↓

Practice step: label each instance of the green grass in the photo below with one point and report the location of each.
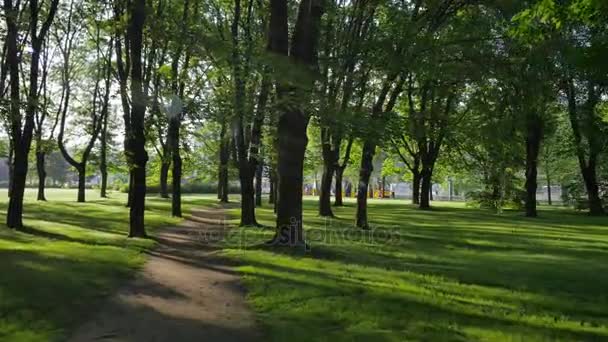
(69, 258)
(450, 274)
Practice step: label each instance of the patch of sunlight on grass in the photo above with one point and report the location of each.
(69, 258)
(449, 274)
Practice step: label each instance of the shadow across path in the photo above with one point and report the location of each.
(185, 292)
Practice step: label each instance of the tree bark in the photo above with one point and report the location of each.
(549, 199)
(176, 162)
(293, 120)
(138, 109)
(590, 177)
(258, 185)
(425, 189)
(416, 187)
(325, 193)
(164, 178)
(22, 139)
(584, 126)
(41, 174)
(245, 172)
(103, 162)
(365, 172)
(81, 182)
(533, 140)
(338, 202)
(223, 166)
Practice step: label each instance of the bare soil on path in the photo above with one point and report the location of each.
(185, 292)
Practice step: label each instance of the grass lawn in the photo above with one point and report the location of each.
(450, 274)
(69, 258)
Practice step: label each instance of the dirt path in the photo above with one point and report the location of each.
(185, 292)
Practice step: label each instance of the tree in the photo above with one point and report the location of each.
(100, 96)
(293, 117)
(21, 137)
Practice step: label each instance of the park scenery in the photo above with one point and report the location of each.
(303, 170)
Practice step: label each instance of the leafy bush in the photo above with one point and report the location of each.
(485, 199)
(188, 188)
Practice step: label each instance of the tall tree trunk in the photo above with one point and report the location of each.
(176, 173)
(138, 110)
(293, 121)
(81, 182)
(292, 147)
(245, 172)
(533, 140)
(416, 188)
(130, 190)
(223, 166)
(590, 177)
(338, 202)
(365, 173)
(588, 167)
(273, 187)
(549, 199)
(103, 158)
(40, 154)
(325, 193)
(11, 168)
(425, 188)
(258, 185)
(15, 207)
(164, 178)
(22, 139)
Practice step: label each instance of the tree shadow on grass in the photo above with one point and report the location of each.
(324, 299)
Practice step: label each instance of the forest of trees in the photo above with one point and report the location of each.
(498, 93)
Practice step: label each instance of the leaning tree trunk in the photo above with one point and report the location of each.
(590, 177)
(258, 185)
(416, 188)
(533, 140)
(549, 198)
(40, 156)
(325, 193)
(164, 177)
(138, 110)
(223, 167)
(365, 173)
(425, 189)
(293, 120)
(292, 147)
(15, 206)
(273, 187)
(338, 201)
(176, 173)
(11, 168)
(81, 181)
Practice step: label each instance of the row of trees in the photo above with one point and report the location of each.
(462, 85)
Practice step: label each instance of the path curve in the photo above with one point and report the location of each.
(185, 292)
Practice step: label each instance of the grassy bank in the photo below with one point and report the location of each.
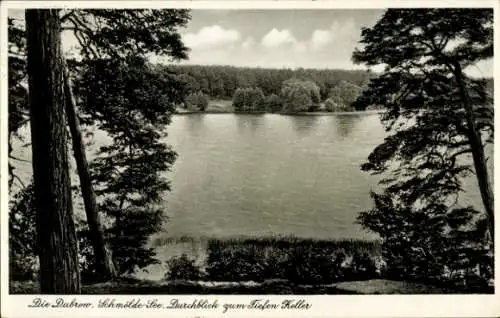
(259, 265)
(226, 107)
(273, 287)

↑

EXERCISE: Can you rewrite the rows from the line with "Practice step: label each instance of the path" through the end of the rows, replacing "grassy bank" with "grass embankment" and changing nothing else? Leave the pictures out of your answer.

EXERCISE RESPONSE:
Practice step: label each instance of the path curve in the photo above with one point and report the location of each.
(185, 292)
Practice step: label each instance of the grass embankment in the photo below with one point and report the location of each.
(259, 265)
(226, 107)
(273, 287)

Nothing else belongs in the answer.